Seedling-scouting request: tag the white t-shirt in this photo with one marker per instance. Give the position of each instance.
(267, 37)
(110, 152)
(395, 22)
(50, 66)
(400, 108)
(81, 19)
####################
- [Exercise brief] Copy the material above, replacing "white t-shirt" with "gray t-shirt" and leaving everything else unchanged.

- [The solution]
Seedling-scouting request: tag the gray t-shirt in this photo with one marker per instance. Give the position of each instance.
(267, 37)
(110, 152)
(395, 22)
(50, 66)
(400, 108)
(81, 19)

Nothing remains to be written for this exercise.